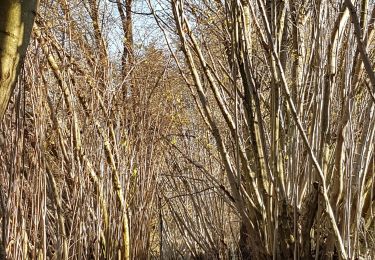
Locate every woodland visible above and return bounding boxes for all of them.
[0,0,375,260]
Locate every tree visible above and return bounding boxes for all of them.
[0,0,38,119]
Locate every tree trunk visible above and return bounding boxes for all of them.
[0,0,39,119]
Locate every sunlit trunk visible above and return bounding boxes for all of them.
[0,0,38,118]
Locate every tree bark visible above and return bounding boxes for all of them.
[0,0,39,119]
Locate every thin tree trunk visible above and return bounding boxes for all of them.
[0,0,39,119]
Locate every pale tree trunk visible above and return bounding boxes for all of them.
[0,0,39,119]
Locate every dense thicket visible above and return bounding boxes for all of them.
[0,0,375,259]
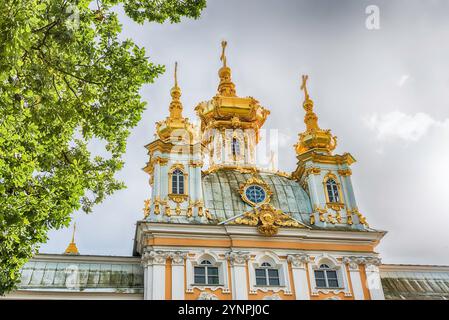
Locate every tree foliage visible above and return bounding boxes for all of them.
[0,0,205,294]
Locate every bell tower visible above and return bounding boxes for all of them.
[195,41,270,170]
[144,63,208,222]
[292,75,369,229]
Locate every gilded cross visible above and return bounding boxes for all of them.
[72,222,76,242]
[220,40,228,67]
[175,62,178,87]
[301,74,309,100]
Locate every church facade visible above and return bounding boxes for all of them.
[4,42,449,300]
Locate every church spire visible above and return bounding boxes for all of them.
[64,222,80,255]
[156,62,194,141]
[301,75,320,131]
[295,75,337,155]
[169,62,183,119]
[218,40,236,97]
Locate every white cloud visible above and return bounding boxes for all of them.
[398,74,410,87]
[364,111,449,141]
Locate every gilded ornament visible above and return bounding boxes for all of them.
[295,75,337,155]
[235,203,304,236]
[239,177,273,206]
[143,199,151,218]
[165,205,171,217]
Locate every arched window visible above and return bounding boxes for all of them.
[315,264,339,288]
[256,262,280,286]
[326,179,340,203]
[194,260,219,285]
[231,138,240,157]
[172,169,184,194]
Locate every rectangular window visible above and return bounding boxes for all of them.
[315,270,326,288]
[256,269,267,286]
[268,269,279,286]
[194,267,206,284]
[327,271,338,288]
[207,267,219,284]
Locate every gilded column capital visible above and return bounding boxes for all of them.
[142,250,170,267]
[343,256,365,271]
[365,257,382,272]
[287,253,310,269]
[170,251,187,266]
[343,256,382,271]
[226,251,250,266]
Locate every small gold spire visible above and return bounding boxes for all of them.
[175,61,178,88]
[301,74,320,131]
[169,62,183,119]
[218,40,236,97]
[143,199,151,218]
[64,222,80,255]
[295,75,337,155]
[220,40,228,68]
[301,74,309,100]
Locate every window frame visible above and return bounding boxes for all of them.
[323,172,345,211]
[254,262,281,287]
[193,259,221,286]
[168,163,189,196]
[313,263,343,289]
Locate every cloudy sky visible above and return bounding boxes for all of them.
[41,0,449,264]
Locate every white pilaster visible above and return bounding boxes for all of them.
[343,257,365,300]
[287,254,310,300]
[365,258,385,300]
[145,251,169,300]
[170,252,187,300]
[226,251,249,300]
[142,253,153,300]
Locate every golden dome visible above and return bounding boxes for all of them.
[295,75,337,155]
[64,223,80,255]
[156,62,195,142]
[195,41,270,141]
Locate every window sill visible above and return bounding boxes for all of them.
[254,284,285,288]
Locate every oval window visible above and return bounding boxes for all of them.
[245,185,267,203]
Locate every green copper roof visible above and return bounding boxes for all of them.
[18,255,143,293]
[381,265,449,300]
[203,170,312,224]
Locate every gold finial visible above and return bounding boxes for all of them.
[301,74,309,101]
[169,62,182,119]
[295,74,337,155]
[175,61,178,88]
[218,40,236,97]
[64,222,80,255]
[220,40,228,67]
[143,199,151,218]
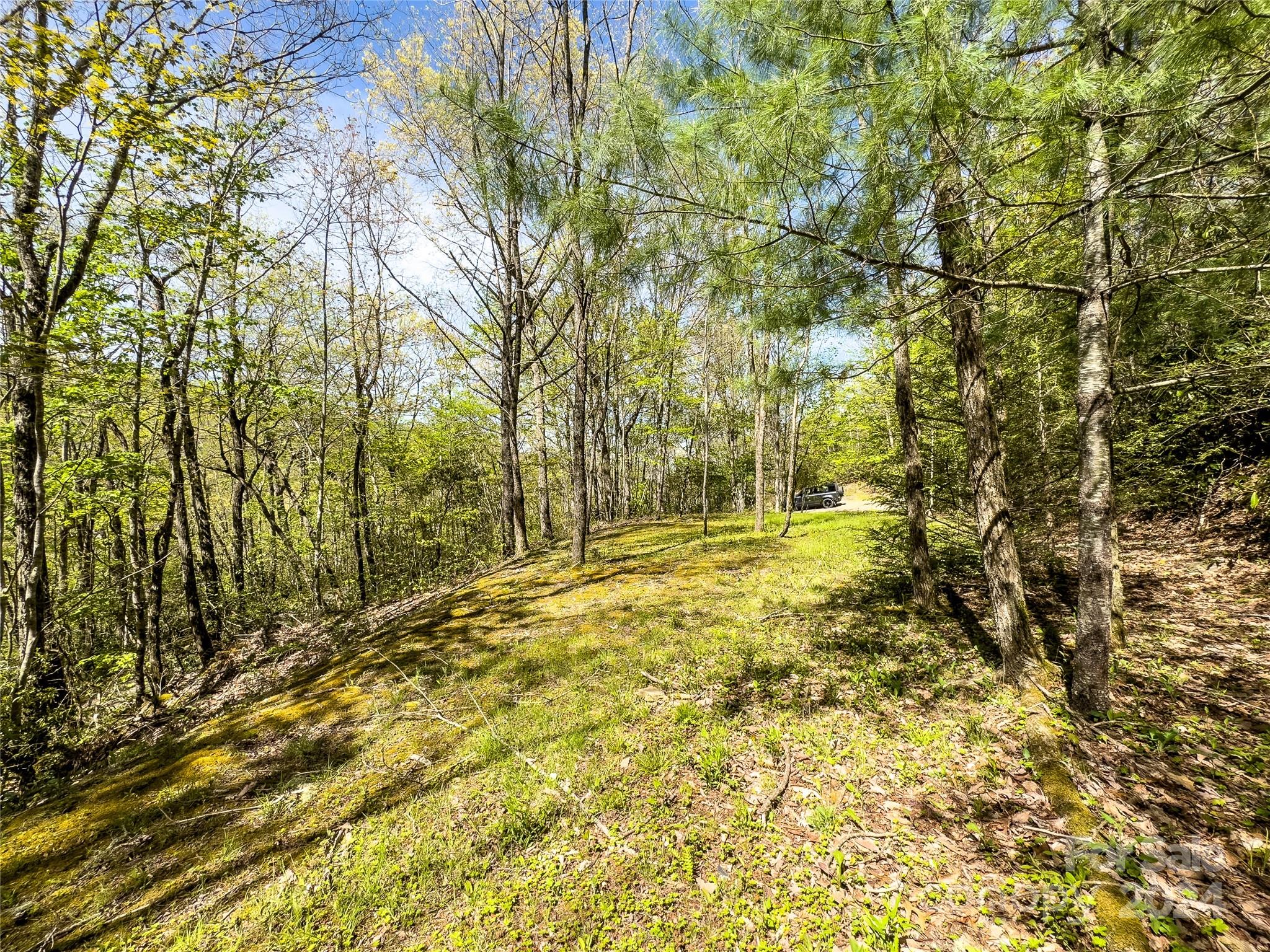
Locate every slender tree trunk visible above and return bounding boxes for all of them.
[753,337,771,532]
[569,288,590,565]
[701,307,710,538]
[779,332,812,538]
[892,309,935,612]
[533,356,555,542]
[229,400,246,596]
[180,385,224,642]
[1072,9,1115,712]
[935,147,1036,684]
[160,348,216,666]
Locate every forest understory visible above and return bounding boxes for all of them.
[0,511,1270,952]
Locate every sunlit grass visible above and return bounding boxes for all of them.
[4,513,1026,950]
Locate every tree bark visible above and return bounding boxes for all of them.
[180,390,224,642]
[753,337,771,532]
[892,313,935,612]
[935,141,1036,684]
[569,289,590,565]
[533,355,555,542]
[1072,0,1115,712]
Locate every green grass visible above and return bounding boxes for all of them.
[0,513,1072,952]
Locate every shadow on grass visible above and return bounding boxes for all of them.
[0,523,773,952]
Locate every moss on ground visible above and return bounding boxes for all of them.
[0,513,1163,951]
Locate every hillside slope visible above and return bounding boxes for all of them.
[0,513,1264,951]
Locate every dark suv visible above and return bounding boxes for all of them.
[794,482,842,511]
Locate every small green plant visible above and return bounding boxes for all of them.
[806,803,838,834]
[697,729,732,787]
[851,896,913,952]
[673,700,705,725]
[758,725,785,759]
[961,713,992,745]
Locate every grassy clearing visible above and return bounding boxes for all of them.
[0,513,1245,950]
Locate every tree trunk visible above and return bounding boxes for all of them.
[569,289,590,565]
[753,339,771,532]
[779,330,812,538]
[892,309,935,612]
[180,383,224,642]
[935,151,1036,684]
[1072,11,1115,712]
[533,358,555,542]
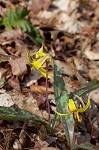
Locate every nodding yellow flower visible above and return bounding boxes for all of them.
[55,96,90,122]
[27,45,51,78]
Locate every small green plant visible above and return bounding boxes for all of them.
[0,7,32,32]
[0,7,44,44]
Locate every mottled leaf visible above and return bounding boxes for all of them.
[54,64,74,147]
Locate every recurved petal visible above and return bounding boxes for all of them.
[33,55,49,69]
[77,96,90,113]
[35,45,46,58]
[68,99,77,112]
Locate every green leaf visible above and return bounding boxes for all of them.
[71,143,99,150]
[0,107,51,132]
[54,64,74,147]
[0,8,32,32]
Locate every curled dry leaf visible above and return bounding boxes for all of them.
[0,90,14,107]
[55,60,74,76]
[30,85,54,94]
[8,76,20,91]
[84,45,99,60]
[9,91,42,116]
[9,56,28,76]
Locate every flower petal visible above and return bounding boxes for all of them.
[26,51,33,64]
[68,99,77,112]
[38,67,51,79]
[33,55,49,69]
[35,45,46,58]
[54,110,70,116]
[77,96,90,112]
[74,111,81,122]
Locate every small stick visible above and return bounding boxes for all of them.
[46,61,50,123]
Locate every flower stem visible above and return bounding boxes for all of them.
[46,61,51,123]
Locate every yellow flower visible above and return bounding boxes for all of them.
[55,96,90,122]
[27,46,51,78]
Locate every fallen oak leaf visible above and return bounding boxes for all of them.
[30,85,54,94]
[9,56,29,76]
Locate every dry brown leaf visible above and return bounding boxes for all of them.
[30,85,54,94]
[9,56,28,76]
[55,60,74,76]
[8,76,20,91]
[9,91,42,117]
[84,45,99,60]
[41,147,59,150]
[0,90,14,107]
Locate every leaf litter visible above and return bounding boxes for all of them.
[0,0,99,150]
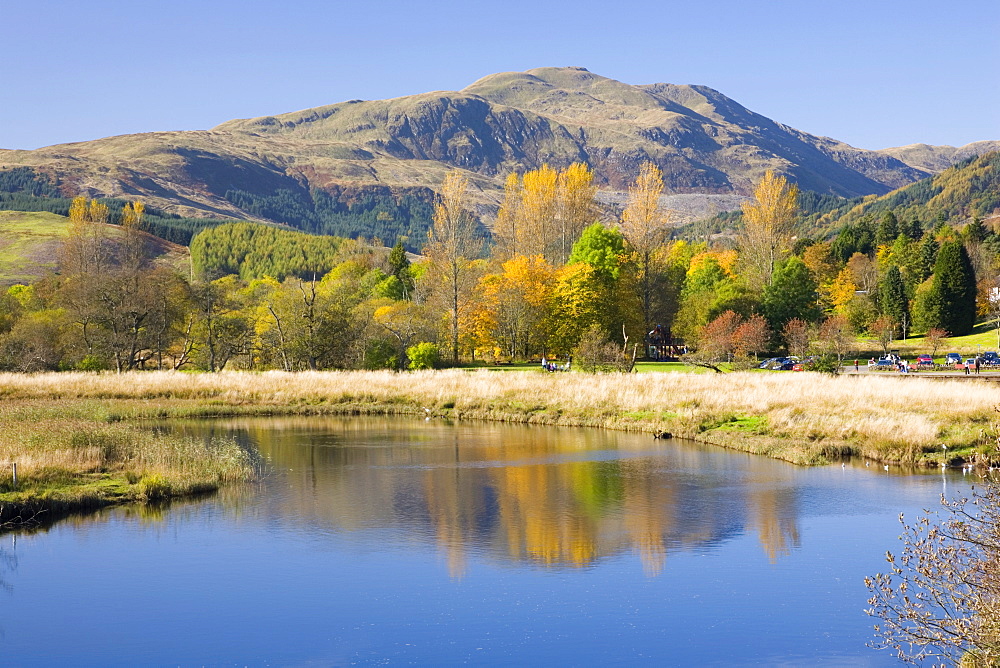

* * * * * * *

▶ TASK PROMPT
Report each line of the records above that contains the word "petal", copying every such line in full.

▶ WRITTEN RESPONSE
Locate every recurved petal visible above and return bounding boxes for all of them.
Locate every flower petal visible above and return bounding boxes for all of them.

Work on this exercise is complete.